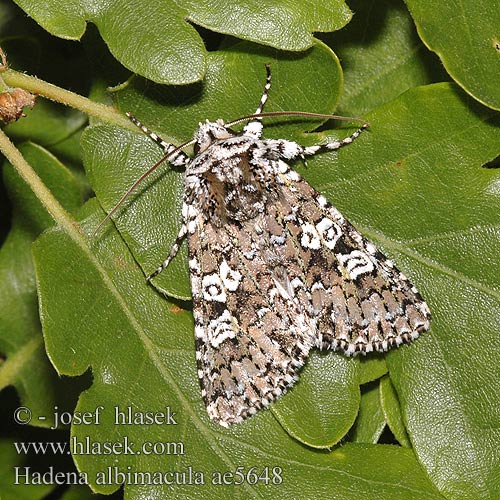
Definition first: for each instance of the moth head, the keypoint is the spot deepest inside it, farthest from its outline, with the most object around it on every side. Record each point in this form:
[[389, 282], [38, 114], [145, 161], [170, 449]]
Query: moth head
[[210, 132]]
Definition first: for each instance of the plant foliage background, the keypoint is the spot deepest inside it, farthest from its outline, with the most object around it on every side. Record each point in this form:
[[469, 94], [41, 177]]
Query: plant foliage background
[[80, 327]]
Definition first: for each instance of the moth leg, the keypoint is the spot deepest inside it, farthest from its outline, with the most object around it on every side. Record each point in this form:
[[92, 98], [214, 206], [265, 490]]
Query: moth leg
[[331, 146], [254, 127], [177, 159], [172, 254]]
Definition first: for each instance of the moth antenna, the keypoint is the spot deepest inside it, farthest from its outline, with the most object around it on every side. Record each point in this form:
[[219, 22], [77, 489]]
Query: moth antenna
[[297, 113], [137, 182]]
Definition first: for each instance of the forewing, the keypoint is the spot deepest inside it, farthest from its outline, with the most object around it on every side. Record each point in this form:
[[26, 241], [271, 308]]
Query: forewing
[[359, 298], [251, 335]]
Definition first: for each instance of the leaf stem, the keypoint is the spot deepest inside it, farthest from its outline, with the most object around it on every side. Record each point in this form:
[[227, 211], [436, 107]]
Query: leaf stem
[[53, 207], [54, 93]]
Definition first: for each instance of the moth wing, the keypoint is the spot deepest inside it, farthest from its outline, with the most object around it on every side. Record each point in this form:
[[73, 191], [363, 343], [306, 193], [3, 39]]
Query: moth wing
[[251, 336], [359, 298]]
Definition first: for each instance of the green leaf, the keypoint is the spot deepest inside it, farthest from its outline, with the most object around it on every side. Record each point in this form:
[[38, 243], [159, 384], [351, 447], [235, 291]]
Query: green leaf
[[435, 209], [177, 55], [149, 221], [423, 195], [8, 489], [464, 34], [392, 411], [381, 56], [371, 368], [323, 406], [371, 420], [27, 366]]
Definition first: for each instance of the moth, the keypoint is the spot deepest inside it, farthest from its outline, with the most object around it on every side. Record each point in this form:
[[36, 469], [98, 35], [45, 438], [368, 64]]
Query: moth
[[275, 269]]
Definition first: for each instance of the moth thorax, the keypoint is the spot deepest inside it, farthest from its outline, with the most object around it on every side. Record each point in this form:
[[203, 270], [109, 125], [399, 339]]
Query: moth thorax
[[208, 133], [237, 192]]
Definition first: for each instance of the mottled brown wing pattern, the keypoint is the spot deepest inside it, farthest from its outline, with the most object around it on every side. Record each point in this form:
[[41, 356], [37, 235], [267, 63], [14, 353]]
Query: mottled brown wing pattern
[[251, 335], [360, 299], [276, 269]]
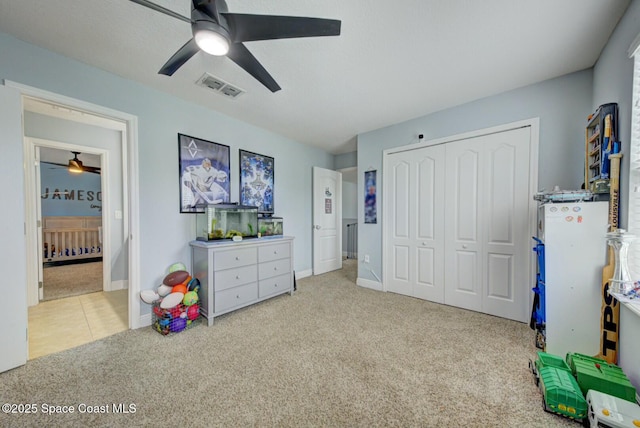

_ _ _ _

WORK ITEM ▸
Return word for word the line bearing "[[203, 270], [109, 125], [399, 339]]" and every later line of the entries, but none of the pictures.

ANSWER SECTION ▸
[[203, 270], [109, 125], [399, 339]]
Query: moth thorax
[[208, 133], [237, 192]]
Definition first: for each instance of the mottled brown wing pattern, the keypoint is the spot deepest inside it, farthest from its outline, with the most object around it on every side. Record each point in this form:
[[41, 356], [37, 235], [267, 63], [14, 353]]
Query: mottled brown wing pattern
[[251, 335], [360, 299], [276, 269]]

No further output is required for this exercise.